WORK TO BE COMPLETED —
Starting with the line containing "of the front" and going on through the end of the data, rewrite those lines with "front tire" changed to "front wheel" and everything else left as it is.

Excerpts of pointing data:
>>>

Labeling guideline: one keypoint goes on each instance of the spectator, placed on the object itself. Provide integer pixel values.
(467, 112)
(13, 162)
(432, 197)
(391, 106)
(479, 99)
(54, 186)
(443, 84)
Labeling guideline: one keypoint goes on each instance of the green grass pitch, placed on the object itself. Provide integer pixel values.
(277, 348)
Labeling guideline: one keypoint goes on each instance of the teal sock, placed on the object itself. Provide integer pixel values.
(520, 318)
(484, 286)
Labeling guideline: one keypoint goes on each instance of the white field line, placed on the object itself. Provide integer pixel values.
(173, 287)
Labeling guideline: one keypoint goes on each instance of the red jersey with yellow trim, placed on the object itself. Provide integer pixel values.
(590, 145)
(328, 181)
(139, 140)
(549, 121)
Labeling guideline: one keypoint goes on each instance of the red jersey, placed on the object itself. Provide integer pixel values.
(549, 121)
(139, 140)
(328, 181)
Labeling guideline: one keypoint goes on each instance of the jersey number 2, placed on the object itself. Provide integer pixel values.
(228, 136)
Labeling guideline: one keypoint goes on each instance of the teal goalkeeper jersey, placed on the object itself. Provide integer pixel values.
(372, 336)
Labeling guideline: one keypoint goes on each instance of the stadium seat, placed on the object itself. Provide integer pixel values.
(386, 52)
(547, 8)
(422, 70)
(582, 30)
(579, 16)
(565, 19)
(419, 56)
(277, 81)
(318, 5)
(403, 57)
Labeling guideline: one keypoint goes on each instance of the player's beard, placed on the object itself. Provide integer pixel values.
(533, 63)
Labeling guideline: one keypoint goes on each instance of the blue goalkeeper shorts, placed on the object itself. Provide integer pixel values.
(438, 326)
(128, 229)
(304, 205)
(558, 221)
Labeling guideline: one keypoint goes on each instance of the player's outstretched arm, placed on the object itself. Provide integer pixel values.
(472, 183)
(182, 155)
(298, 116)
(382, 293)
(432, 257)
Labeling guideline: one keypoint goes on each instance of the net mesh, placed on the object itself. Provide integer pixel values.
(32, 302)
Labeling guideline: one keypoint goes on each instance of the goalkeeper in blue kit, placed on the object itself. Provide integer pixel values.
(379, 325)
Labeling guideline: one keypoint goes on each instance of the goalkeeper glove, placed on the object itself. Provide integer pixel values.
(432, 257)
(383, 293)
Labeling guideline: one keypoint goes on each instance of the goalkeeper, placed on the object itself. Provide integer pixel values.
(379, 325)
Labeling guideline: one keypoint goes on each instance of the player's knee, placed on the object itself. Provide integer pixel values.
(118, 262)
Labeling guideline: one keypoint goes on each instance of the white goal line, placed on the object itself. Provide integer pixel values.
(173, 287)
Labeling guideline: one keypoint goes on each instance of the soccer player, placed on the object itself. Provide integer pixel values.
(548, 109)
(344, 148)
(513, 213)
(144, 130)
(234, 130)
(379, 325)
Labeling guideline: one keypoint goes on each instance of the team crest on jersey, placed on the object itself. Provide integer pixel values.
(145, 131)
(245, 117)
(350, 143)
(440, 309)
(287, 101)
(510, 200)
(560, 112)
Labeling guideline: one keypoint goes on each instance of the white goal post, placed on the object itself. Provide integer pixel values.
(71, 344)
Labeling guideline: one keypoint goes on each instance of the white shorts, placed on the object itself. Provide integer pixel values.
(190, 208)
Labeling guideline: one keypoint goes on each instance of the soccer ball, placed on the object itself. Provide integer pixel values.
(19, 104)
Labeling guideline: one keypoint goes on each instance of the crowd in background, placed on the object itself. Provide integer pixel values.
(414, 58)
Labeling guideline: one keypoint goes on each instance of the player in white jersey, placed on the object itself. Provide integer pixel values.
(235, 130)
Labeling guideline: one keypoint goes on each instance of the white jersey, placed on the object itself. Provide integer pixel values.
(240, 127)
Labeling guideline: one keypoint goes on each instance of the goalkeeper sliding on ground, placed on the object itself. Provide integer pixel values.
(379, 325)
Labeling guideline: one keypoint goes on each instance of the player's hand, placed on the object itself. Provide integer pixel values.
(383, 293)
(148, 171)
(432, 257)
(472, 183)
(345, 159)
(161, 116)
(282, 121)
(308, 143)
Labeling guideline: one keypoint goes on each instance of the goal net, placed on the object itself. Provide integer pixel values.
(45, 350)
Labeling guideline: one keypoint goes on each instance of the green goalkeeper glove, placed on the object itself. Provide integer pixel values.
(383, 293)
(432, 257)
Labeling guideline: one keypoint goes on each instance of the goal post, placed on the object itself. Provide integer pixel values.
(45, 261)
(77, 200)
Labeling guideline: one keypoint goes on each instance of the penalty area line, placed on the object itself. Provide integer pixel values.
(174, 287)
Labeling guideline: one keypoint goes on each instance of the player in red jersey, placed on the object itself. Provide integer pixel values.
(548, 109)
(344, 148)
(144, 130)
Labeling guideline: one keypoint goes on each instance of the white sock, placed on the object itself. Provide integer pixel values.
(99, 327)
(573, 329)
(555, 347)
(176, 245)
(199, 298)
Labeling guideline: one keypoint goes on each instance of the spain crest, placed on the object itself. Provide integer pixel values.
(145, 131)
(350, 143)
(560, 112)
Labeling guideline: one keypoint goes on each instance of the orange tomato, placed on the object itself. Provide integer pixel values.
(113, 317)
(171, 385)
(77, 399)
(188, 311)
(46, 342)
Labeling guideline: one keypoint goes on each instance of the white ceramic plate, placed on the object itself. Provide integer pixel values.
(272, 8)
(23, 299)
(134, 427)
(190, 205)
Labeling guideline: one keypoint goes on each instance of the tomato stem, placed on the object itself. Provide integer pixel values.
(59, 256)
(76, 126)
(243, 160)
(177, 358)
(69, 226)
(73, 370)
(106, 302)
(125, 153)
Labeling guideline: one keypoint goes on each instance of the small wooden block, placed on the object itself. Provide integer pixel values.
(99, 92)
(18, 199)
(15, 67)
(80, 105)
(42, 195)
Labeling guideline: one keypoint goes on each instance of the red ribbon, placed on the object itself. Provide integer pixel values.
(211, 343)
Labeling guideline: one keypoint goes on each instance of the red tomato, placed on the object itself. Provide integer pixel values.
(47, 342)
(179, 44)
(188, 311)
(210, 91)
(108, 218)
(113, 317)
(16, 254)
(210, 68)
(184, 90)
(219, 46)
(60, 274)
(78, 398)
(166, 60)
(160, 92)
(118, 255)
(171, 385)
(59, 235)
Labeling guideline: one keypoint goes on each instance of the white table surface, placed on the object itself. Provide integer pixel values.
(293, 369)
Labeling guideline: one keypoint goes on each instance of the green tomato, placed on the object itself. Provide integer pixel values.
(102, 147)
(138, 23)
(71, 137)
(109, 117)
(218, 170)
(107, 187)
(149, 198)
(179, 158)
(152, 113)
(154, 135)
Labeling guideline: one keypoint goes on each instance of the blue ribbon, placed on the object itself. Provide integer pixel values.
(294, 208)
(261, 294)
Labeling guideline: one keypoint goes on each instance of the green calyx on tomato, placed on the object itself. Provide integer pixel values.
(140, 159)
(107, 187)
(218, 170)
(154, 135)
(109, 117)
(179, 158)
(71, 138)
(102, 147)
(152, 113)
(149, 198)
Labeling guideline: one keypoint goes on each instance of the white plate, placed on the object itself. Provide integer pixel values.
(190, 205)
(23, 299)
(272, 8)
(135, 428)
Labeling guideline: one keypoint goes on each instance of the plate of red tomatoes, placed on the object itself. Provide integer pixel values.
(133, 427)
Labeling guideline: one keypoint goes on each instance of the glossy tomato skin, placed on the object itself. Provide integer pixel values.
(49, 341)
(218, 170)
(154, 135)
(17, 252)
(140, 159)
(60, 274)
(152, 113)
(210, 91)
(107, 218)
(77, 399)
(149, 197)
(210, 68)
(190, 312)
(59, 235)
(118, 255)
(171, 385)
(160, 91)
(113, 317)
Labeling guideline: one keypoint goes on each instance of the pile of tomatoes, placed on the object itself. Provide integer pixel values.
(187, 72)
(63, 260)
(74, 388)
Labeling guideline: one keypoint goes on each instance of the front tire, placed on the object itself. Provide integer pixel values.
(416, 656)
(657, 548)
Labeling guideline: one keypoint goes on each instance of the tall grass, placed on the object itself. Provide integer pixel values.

<<<

EXERCISE RESPONSE —
Labeling guideline: one keypoint goes on each instance of the front wheel, placed on the object itself. Provide integer pixel values.
(416, 656)
(657, 548)
Labeling guideline: one keypoint goes on each instance of the tall grass, placed on the object itself. Provide integer pixel values.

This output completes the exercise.